··· Extracted entries ···

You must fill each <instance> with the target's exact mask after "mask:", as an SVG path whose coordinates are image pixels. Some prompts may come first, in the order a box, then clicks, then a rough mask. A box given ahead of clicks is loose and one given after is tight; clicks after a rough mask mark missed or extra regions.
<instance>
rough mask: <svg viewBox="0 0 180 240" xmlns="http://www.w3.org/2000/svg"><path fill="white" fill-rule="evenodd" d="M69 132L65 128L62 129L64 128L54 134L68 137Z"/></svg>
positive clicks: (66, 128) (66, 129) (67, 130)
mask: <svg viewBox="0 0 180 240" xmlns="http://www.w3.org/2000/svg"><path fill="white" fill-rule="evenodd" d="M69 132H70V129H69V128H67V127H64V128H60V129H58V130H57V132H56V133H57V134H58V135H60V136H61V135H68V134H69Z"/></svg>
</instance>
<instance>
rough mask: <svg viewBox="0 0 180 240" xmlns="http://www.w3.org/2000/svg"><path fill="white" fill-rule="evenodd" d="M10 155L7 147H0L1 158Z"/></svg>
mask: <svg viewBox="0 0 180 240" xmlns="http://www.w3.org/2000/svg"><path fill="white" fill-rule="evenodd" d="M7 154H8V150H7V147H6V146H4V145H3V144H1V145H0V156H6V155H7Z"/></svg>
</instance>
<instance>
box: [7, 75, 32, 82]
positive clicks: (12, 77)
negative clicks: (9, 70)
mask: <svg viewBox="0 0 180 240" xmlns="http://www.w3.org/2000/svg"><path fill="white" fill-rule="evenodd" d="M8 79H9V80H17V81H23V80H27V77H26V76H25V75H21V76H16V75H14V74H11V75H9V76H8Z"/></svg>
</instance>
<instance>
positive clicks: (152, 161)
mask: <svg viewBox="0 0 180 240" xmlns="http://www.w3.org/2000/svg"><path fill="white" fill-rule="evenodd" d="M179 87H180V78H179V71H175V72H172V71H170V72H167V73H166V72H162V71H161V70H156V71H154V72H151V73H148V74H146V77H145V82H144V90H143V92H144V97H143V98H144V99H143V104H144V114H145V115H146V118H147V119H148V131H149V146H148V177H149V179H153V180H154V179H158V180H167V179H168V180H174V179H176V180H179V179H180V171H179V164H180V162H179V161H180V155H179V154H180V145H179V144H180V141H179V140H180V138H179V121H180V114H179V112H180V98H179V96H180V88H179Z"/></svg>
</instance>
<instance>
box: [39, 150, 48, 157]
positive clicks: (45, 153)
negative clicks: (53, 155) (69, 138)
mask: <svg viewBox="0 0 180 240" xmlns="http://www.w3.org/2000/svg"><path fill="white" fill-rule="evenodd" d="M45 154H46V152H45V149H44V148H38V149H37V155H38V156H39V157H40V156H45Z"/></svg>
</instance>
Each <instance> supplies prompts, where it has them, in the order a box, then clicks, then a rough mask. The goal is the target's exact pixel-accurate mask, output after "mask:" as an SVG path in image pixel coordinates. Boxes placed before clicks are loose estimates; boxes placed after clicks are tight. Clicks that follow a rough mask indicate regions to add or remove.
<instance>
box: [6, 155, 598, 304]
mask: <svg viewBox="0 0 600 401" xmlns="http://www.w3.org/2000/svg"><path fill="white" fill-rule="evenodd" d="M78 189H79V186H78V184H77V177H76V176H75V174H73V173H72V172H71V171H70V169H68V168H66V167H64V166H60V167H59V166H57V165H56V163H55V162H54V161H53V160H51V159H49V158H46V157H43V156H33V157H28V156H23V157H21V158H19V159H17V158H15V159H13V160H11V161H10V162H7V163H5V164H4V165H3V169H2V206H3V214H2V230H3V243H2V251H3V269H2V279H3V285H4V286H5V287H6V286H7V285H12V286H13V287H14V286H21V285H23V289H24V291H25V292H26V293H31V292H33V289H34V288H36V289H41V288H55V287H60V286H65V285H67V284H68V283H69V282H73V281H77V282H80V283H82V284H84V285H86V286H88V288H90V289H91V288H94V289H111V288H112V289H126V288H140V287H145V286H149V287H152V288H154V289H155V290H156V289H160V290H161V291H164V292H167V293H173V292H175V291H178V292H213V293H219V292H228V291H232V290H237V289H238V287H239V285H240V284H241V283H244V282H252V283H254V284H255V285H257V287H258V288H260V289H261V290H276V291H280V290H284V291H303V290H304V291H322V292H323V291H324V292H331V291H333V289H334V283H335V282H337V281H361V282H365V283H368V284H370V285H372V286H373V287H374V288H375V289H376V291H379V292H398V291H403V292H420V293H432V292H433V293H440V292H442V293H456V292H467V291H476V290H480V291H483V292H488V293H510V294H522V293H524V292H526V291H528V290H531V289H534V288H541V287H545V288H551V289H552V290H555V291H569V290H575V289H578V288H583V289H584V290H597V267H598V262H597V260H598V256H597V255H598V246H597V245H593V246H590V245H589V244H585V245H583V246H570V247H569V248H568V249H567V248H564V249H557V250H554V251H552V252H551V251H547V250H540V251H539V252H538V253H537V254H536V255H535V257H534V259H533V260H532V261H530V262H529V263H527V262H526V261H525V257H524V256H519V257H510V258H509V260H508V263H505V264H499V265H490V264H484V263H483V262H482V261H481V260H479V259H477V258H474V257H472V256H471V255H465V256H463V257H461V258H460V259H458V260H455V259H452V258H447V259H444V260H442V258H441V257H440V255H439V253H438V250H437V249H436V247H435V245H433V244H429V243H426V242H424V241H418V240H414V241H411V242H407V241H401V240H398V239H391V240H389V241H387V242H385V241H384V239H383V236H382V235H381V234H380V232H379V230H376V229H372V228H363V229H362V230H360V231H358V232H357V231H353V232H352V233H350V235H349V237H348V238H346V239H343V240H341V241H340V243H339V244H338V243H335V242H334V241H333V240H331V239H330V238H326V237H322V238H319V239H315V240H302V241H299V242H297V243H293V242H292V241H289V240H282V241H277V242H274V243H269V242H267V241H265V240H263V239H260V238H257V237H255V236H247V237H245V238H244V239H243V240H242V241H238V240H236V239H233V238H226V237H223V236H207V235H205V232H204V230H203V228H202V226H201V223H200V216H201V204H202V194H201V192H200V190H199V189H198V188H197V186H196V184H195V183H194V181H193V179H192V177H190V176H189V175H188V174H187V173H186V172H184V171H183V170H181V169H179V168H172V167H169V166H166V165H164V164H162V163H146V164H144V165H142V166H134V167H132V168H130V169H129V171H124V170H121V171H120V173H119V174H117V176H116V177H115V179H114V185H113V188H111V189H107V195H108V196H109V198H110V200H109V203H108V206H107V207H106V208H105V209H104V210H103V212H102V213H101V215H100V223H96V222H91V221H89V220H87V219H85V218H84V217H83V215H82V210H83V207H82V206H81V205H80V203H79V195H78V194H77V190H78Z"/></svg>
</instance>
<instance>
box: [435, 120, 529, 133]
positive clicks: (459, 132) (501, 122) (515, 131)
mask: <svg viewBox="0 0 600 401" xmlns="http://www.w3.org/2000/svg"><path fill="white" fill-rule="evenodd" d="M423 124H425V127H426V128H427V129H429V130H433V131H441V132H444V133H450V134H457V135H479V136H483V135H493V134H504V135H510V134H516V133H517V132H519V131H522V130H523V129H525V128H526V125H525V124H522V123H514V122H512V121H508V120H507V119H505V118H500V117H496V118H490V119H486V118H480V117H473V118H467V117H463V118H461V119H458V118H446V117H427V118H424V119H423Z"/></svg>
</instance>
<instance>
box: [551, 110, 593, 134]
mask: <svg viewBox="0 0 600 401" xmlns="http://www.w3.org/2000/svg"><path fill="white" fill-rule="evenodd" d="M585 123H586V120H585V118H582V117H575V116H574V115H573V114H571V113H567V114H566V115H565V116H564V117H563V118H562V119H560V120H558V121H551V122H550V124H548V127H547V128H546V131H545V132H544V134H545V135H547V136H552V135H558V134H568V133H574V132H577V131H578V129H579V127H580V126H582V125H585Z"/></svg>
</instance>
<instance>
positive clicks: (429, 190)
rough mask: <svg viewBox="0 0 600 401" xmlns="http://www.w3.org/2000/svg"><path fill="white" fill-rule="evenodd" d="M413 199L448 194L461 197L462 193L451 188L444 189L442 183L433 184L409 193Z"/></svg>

···

Count the lines above that contain the string "then", treating uppercase and lowercase as different, and reply with only the number.

**Solution to this task**
2